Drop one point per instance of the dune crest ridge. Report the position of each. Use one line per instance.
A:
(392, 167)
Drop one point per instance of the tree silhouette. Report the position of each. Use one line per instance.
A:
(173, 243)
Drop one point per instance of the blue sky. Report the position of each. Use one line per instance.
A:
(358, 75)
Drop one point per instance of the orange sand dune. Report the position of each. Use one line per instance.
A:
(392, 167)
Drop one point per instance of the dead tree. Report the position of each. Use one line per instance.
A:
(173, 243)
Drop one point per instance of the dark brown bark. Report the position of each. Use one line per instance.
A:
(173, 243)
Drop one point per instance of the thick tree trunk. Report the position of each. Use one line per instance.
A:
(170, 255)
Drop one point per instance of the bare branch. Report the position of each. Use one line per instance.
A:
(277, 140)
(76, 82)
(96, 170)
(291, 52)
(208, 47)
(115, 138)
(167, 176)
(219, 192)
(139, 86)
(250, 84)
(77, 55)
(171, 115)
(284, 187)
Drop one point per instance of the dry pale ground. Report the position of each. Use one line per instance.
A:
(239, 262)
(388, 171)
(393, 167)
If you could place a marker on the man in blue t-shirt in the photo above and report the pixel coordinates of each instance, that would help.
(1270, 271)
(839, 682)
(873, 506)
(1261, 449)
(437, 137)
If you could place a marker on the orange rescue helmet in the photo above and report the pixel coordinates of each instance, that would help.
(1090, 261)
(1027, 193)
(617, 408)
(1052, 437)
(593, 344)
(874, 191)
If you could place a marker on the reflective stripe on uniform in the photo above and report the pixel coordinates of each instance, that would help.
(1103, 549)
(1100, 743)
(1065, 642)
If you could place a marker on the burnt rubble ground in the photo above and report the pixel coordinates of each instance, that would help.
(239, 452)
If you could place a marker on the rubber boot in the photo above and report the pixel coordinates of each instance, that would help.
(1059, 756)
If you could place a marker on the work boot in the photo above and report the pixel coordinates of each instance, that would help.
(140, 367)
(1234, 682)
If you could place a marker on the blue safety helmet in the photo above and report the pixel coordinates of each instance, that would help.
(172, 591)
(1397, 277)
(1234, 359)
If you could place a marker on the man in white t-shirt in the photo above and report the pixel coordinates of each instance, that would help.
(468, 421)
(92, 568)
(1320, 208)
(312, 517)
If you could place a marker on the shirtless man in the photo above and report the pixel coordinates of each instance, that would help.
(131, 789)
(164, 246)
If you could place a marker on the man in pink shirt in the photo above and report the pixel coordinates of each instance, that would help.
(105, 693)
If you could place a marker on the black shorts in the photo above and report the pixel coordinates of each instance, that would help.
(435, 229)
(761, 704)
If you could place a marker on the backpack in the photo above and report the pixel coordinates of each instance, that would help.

▶ **AIM OF THE TASK**:
Could you write out all the entries above again, replacing every "instance" with "occurrence" and leaving everything else unchanged?

▶ **WRITTEN REPLY**:
Drop one point per occurrence of the dune crest ridge. Report the position of each. Use one line per occurrence.
A:
(392, 167)
Drop one point per occurrence of the tree silhouette. Report the position of each. Use one line per occurrence.
A:
(173, 243)
Drop one point per occurrence of the blue sky. Report the position of each. Use one line per occurrence.
A:
(358, 75)
Drop one point per occurrence of the orange sand dune. Report the position of each. Use one line per occurrence.
A:
(392, 167)
Drop one point per occurrence of the dead tree. Report the position of each. Use one line per occurrence.
A:
(173, 243)
Drop one point per occurrence of the dark brown bark. Report the position of each. Use one line per occurrence.
A:
(173, 243)
Drop one point per occurrence of the thick tree trunk. Report the position of each. Use one line per occurrence.
A:
(170, 255)
Drop one point per occurrence of the bare branch. Report the position of each. Use one line per occurrence.
A:
(277, 140)
(76, 82)
(96, 170)
(291, 52)
(208, 47)
(115, 138)
(167, 176)
(219, 192)
(139, 86)
(250, 84)
(77, 55)
(171, 115)
(284, 187)
Drop one point per occurrence of the dry pale ground. Report the position of each. Use one line per occurrence.
A:
(239, 262)
(388, 171)
(393, 167)
If you could place a marker on the man in blue t-shirt in the photo above and report the pixel coordinates of each occurrence, that would help.
(1270, 271)
(839, 682)
(873, 506)
(1261, 449)
(437, 137)
If you could place a marker on the orange rescue helmet in the photo above and report the pixel coordinates of each occurrence, that would help.
(1090, 261)
(1027, 193)
(617, 408)
(1052, 437)
(593, 344)
(874, 191)
If you could place a marker on the reflective stripe on uniform in the photo above and report the pixel coordinates of each occurrence, that would help.
(1103, 549)
(1100, 743)
(1065, 642)
If you could place a marker on the burnt rubble ground in the photo above and report the pixel coordinates of each occurrence, that would help.
(239, 452)
If you could place a marker on the rubber boot in the photo above and report the pixel coordinates of each occurrence, that would help.
(1059, 756)
If you could place a marker on the work boot in the photo above and report the pixel coordinates of each occurrence, that would help.
(140, 367)
(1234, 682)
If you could place a marker on the blue safety helmet in the photo above and report the pixel coordinates of each occurrence, that would help.
(172, 591)
(1397, 277)
(1234, 359)
If you could place a marker on the man in white t-shirt in the photo above and report the pixel coordinates of each occurrence, that would help.
(468, 421)
(92, 568)
(1320, 208)
(312, 517)
If you could place a marker on the shirtless man in the photo above and report the pixel coordinates of each occurrence, that would help.
(131, 789)
(164, 246)
If you could place a marker on the man in pink shirt in the photo above and report the pixel coordinates of each occurrence, that would help.
(105, 693)
If you could place a marker on the black shorts in the photo above and report the pixel coordinates of each occurrence, that would help.
(435, 229)
(761, 704)
If you could place a marker on the backpack in the photo above and report the pixel coordinates of each occurrence, that would help.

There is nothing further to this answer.